EXTRACTED TEXT:
Are you using "mixed" mode for security? Whenever I've seen that happen in the past it was become some windows admin made some global permissions change on a mixed-mode share.
I never use mixed mode, personally. I just don't like it. I've never had sudden permission changes like that on my servers whereas a co-worker who uses mixed-mode has had them many times. Others mileage will probably vary.
Sphar, Mike wrote:
Are you using "mixed" mode for security? Whenever I've seen that happen in the past it was become some windows admin made some global permissions change on a mixed-mode share.
I inherited the Filers from the previous admins (all left). The home dir ones (2) have a Default Security Style of "mixed". My previous experience was in Unix-only environments.
I suspect a windows admin bugaboo as you responders suggested.
As for fixing the users (a couple) who insist on returning their mucked-up dirs to it's former state, I'll find a way somehow.
Questions: - What's the effect of changing the Default Security Style from mixed-mode to UNIX? Rephrasing, what's the effect on Windows usage? - Can the files still be accessed/read/write from either side by the owner, or group if group names are replicated between UNIX & AD? - And what about a new file created from the Windows side? Will it have UNIX style permissions? - It appears Default Security Style a per-filer option - yes?

EXTRACTED MATERIAL:
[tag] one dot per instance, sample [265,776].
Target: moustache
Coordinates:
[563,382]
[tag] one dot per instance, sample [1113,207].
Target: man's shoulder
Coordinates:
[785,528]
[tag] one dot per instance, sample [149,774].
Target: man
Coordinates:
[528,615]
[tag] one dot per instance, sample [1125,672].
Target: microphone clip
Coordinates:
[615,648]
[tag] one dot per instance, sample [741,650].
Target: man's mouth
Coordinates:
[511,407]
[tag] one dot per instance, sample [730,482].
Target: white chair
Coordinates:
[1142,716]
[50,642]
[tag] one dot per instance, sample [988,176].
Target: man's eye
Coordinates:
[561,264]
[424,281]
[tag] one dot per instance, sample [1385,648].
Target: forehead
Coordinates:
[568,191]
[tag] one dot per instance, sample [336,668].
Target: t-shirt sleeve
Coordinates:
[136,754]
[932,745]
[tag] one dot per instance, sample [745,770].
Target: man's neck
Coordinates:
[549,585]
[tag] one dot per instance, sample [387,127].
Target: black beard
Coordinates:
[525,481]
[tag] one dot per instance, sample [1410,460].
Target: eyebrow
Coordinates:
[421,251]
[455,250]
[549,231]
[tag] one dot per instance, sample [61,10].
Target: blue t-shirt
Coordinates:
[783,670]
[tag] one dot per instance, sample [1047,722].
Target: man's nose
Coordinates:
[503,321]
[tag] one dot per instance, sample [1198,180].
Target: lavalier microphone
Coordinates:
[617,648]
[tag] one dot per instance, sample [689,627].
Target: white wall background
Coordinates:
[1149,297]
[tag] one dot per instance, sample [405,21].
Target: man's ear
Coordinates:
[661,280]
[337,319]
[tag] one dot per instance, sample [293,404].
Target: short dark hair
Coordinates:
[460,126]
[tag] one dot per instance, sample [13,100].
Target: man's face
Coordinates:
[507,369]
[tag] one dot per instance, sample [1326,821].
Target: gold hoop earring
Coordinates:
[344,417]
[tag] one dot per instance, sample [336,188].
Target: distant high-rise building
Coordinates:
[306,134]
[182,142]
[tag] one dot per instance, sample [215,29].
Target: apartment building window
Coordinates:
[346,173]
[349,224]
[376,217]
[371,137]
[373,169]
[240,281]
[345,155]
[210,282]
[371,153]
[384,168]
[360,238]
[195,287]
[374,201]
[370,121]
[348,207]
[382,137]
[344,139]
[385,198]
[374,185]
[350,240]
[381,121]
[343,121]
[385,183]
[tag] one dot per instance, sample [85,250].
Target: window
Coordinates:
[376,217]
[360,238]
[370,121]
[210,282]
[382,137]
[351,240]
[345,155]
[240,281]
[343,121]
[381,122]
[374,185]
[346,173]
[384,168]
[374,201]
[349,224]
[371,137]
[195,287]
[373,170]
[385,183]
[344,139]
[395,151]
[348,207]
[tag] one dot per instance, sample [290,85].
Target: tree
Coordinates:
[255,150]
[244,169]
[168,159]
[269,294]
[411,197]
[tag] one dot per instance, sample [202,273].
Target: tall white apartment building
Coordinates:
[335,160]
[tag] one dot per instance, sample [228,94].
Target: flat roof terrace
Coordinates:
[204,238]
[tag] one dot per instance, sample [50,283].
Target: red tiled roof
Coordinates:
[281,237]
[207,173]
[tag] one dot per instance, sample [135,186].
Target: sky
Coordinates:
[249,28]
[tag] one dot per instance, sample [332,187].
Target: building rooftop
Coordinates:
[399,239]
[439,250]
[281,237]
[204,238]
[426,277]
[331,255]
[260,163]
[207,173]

TASK TO CARRY OUT:
Carry on the thread about mixed-mode security on the filers from the point where it stops. The items have no connection to the thread about filer security styles.

FINAL RESULT:
- michael
Questions:
- What's the effect of changing the Default Security Style from mixed-mode to UNIX? Rephrasing, what's the effect on Windows usage?
Every file/directory has only one "real" set of permissions (either UNIX ugo or NTFS ACLs). In a UNIX qtree or volume, only the UNIX style is allowed. In Mixed, it's whichever one was set last.
Whichever one is "real", the other one is mapped as best as it can be.
So if you have files with real NTFS ACLs, you will lose those specific permissions becase they cannot be directly mapped into UNIX permissions. This may make the file access more restrictive than it would have been previously.
See this page for more info. http://now.netapp.com/NOW/knowledge/docs/olio/guides/53_troubleshooting/conc...
- Can the files still be accessed/read/write from either side by the owner, or group if group names are replicated between UNIX & AD?
The only problem would be with the group mapping. I'm not certain how well that is mapped.
- And what about a new file created from the Windows side? Will it have UNIX style permissions?
It will.
- It appears Default Security Style a per-filer option - yes?
Yes. wafl.default_security_style.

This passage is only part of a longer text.